## Passage shown
◇ ◇ ◇ ◇ ◇
Google's delusional fantasy has always been you want to buy a guitar, you go on Google, their ad algorithm shows you a perfectly targeted ad for the guitar you want, and you love and trust Google so you click the ad and buy it. They think LLMs will make that actually work, they want to give you a Grima Wormtongue that can simper and manipulate until you do love and trust it, and once you're a rotting husk it whispers the ad algorithm into your ear so you think it was your idea.
I said to take the Wizards staff!!!
If that was the goal then maybe they should've worked harder so that their algo didn't spit out cheap poorly made garbage with a million fake reviews every time I try to search anything remotely purchasable.
Because they've sunk billions into the hype train, and it's clear most people don't really want it. So it's being force-fed to everyone in every product to try to get some kind of ROI.
That, and the more interactions it can get, the more data it can suck up to train on and/or sell.
My 2c:
Control:
By adding rules to AI output, the ruling elite seek to regain what the internet took from them: Information control. Some scandal happens? AI monitoring erases all indication of it, or pushes the narrative in the desired direction.
◇ ◇ ◇ ◇ ◇
## Material provided
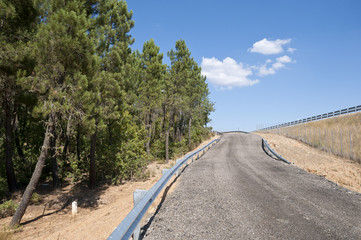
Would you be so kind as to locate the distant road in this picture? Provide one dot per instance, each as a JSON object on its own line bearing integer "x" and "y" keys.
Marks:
{"x": 236, "y": 191}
◇ ◇ ◇ ◇ ◇
## Task requirements
**1)** In the comments on Google and AI, reproduce word for word the stretch starting at "Because they've sunk" and ending at "the desired direction.".
**2)** Render this sentence from the comments on Google and AI in Spanish: "That, and the more interactions it can get, the more data it can suck up to train on and/or sell."

## Solved problems
**1)**
Because they've sunk billions into the hype train, and it's clear most people don't really want it. So it's being force-fed to everyone in every product to try to get some kind of ROI.
That, and the more interactions it can get, the more data it can suck up to train on and/or sell.
My 2c:
Control:
By adding rules to AI output, the ruling elite seek to regain what the internet took from them: Information control. Some scandal happens? AI monitoring erases all indication of it, or pushes the narrative in the desired direction.

**2)** Eso, y cuantas más interacciones consiga, más datos podrá absorber para entrenarse con ellos y/o venderlos.